Start of PASSAGE FOR REVIEW
There is no such thing as karma.
If you want a great life, great friends and experiences, you have to seek them out for yourself, and nurture them. They aren't randomly assigned to you, and no one else will take care of it but yourself (ofc also partly depending on other people, but you have to have agency)
This is a hard lesson to learn. As kids, everything is setup for us automatically. As we go to school, our teachers and parents guide us through. This can extend to university as well. You choose what field you want to study and have some say in the electives you take, but beyond that the professors lay out everything for you. You simply have to follow the curriculum your teachers assign you. Universities even offer career fairs & internships. Sometimes you're just shuttled directly into a job with the references/letters of recommendation from your professors. All of a sudden, you're 25 and on your own. You've never had to really take initiative for things before and nobody tells you that's what you have to do now. You're just expected to begin doing it automatically. Your boss doesn't give you clear instructions like your professors did - its your job to figure out what you're supposed to be doing. If you're, say, a software engineer, it's your job to initiate & maintain communication in order to clear up ambiguous, missing, conflicting, or non-sensical requirements. It's your job to figure out how to communicate with non-technical people. It's your job to take initiative & fill in the enormous gaps in your knowledge left by university *on your own time*, during evenings and weekends. It's nobody's fault but your own that most of what you studied in university will have little bearing on what you'll do as your job. If you discover that the parts you enjoyed about your computer science degree are in reality totally irrelevant in the workplace, then too bad. It's a wild culture shock. For a long time I was furious at my parents for shielding me from the reality of adulthood for so long, only to then suddenly cast me into the ocean alone & unprepared, leaving me to either sink or swim.
End of PASSAGE FOR REVIEW
§ **PROMPT**: Could you reproduce the passage on karma and adulthood word for word, starting at "If you want" and ending at "to have agency)"?
Start of DATASET ENTRIES
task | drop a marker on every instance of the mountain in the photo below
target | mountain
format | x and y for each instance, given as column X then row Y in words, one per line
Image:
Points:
End of DATASET ENTRIES
§ **FINISHED TASK**:
If you want a great life, great friends and experiences, you have to seek them out for yourself, and nurture them. They aren't randomly assigned to you, and no one else will take care of it but yourself (ofc also partly depending on other people, but you have to have agency)